# Extrait
____

Parmi les notes positives du rapport, le Lancet relève qu’un nombre croissant de pays ont fait l’inventaire de leurs faiblesses et de leurs besoins dans le domaine de la santé : seulement quatre pays avaient un plan d’adaptation sanitaire en 2022. Ils étaient 43 en 2023. Par ailleurs, dans le sillage de la réduction du recours au charbon, le nombre de décès dus à la combustion de fossiles a baissé de 6,9% entre 2016 et 2021. Toujours sur l’adaptation, les auteurs se réjouissent de voir que les contributions au Fonds mondial pour le climat, porteur de projets ayant un potentiel de résultats intéressants pour la santé, a grossi de 137% entre 2021 et 2023. Le rapport se félicite plus largement de « l’intérêt croissant porté sur la santé » lors de la COP28 et de l’élévation du changement climatique au rang des priorités au sein de l’OMS.
Le Lancet Countdown avance enfin « sept solutions de court terme », globales et politiques, pour mettre la santé au centre de la réponse au changement climatique. Premièrement, la santé doit se retrouver au cœur des prochaines stratégies climatiques des États, qui doivent être rendues d’ici à février 2025. Les subventions publiques distribuées aux énergies fossiles doivent être réorientées « vers un soutien à une transition juste et le développement d’énergies plus propres », ce qui améliorerait la santé des populations.

____

# Objectif
Reprenez l'extrait sur le rapport du Lancet consacré à la santé et au changement climatique là où il s'arrête, puis poursuivez-le. Les lignes ci-dessous n'ont aucun lien avec l'extrait.

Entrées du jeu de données
____

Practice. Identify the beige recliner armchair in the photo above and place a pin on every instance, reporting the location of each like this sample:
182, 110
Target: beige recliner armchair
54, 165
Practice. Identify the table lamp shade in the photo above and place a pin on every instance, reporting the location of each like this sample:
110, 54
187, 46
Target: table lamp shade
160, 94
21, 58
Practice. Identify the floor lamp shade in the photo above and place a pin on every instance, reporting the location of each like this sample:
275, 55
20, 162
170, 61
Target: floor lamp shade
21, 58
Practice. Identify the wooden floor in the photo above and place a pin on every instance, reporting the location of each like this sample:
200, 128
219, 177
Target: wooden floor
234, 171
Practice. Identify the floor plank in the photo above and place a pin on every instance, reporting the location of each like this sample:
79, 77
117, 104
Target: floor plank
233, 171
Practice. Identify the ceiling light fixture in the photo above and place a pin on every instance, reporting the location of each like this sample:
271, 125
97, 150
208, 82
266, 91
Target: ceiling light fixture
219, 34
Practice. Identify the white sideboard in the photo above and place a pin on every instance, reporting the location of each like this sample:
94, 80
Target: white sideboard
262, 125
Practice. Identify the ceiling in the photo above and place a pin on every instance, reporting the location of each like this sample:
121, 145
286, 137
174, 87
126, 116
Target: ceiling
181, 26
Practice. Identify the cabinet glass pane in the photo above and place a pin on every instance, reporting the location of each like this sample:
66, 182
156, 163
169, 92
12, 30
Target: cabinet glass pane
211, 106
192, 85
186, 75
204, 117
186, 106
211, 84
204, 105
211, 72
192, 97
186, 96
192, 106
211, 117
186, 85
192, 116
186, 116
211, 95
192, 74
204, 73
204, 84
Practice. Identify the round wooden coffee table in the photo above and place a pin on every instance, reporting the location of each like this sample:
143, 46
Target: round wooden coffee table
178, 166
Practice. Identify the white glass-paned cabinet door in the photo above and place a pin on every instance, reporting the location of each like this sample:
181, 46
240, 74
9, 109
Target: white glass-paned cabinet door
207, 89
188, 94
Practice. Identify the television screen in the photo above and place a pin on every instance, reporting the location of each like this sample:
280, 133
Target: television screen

____

# Réponse
Plus concrètement, les auteurs préconisent d’intervenir davantage auprès du grand public pour promouvoir les énergies renouvelables ou encore des régimes alimentaires plus sains, ce qui « pourrait sauver des millions de vie chaque année ». Pourtant, des signaux montrent que cela n’est pas la direction prise : le nombre de gouvernements ayant évoqué la santé en lien avec le changement climatique dans leurs discours annuel à l’ONU est passé de 50% en 2022 à 35% en 2023. Les médias semblent également marquer le pas : le nombre d’articles sur le climat mentionnant la santé a baissé de 10%.
Le rapport n’oublie pas le contexte de la COP29 et ce qui s’imposera comme le principal sujet de ces négociations : trouver un accord sur un nouvel objectif financier pour la finance climatique, dont la santé humaine doit être le centre. Pour la deuxième année consécutive, une des dix journées thématiques sera spécialement dédiée à la santé, le 18 novembre.